(Coordinate annotation entries)
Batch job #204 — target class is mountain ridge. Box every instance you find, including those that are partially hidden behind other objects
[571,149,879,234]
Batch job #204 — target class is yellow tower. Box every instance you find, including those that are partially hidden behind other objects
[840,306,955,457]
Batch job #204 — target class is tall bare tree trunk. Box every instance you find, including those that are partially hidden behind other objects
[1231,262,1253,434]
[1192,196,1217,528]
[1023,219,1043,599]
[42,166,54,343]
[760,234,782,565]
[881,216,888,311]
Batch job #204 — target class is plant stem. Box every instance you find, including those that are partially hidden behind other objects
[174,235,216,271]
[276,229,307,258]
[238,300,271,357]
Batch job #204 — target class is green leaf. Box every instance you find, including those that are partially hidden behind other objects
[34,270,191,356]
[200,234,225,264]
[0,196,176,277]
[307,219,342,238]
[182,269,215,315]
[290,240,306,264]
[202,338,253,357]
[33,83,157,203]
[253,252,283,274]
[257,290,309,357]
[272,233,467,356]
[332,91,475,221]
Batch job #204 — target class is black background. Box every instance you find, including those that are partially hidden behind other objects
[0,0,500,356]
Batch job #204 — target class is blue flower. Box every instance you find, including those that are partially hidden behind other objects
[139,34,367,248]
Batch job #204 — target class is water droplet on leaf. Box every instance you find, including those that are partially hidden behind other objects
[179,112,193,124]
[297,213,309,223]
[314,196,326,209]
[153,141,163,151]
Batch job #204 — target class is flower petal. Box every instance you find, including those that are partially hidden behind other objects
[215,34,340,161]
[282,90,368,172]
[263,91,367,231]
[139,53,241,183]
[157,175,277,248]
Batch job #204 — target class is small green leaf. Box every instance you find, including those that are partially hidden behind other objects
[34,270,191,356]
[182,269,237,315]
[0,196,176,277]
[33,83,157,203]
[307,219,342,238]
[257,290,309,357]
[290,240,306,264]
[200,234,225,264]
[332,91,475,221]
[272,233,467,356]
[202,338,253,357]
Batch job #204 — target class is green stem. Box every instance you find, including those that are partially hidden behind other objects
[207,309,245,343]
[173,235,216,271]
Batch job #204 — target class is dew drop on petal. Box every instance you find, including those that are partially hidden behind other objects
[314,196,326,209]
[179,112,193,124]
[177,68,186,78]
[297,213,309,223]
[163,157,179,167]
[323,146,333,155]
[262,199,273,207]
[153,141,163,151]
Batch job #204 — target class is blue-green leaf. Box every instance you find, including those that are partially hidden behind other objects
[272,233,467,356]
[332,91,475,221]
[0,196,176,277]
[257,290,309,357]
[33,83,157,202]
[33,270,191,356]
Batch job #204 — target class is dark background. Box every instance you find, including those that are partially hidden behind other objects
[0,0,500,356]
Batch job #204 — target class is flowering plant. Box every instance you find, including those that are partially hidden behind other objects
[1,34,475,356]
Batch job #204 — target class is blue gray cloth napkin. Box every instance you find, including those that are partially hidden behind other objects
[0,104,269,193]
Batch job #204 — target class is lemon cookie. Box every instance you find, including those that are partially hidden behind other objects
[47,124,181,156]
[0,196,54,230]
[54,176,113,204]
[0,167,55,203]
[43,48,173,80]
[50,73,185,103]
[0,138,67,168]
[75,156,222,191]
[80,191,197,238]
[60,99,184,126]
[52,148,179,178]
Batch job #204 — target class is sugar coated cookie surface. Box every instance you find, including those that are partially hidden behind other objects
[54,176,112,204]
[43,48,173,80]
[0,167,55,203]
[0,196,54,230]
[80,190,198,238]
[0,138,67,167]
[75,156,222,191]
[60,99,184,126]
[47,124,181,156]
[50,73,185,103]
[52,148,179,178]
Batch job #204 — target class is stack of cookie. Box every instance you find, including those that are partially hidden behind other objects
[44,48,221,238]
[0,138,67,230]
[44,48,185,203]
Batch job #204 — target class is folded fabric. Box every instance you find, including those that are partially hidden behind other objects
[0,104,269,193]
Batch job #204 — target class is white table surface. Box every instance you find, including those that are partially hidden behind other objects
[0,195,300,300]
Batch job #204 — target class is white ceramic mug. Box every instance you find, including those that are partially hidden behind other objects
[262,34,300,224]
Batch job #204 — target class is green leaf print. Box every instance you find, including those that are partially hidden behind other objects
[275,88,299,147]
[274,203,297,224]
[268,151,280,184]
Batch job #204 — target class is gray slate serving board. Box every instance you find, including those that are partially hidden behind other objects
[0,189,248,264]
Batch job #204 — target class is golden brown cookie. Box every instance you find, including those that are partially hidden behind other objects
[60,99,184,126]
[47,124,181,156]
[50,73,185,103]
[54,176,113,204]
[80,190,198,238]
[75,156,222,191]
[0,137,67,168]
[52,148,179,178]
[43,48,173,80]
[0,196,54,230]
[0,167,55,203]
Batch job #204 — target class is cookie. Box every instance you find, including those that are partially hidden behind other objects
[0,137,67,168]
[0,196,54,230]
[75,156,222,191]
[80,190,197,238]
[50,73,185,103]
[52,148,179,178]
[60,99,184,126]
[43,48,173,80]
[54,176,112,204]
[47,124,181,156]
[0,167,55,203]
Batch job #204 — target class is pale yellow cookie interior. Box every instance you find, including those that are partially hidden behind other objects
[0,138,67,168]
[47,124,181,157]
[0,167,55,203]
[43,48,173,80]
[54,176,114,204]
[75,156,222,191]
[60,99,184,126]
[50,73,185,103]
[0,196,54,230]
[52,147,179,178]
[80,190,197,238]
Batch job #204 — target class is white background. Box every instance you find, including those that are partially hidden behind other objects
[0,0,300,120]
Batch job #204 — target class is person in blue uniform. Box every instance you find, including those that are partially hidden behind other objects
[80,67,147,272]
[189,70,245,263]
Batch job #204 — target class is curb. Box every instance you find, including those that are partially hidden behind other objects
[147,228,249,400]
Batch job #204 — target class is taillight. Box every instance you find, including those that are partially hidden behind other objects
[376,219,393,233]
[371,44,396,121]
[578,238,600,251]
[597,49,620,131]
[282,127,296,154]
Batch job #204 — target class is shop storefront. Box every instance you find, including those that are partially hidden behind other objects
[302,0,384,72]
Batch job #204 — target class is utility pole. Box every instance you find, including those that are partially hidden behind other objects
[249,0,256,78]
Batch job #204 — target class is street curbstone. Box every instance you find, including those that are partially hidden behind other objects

Instructions for the task
Count the lines in the entries above that contain the string "green", treating uppercase and lowercase letters as different, and reply with the number alone.

Response to this exercise
5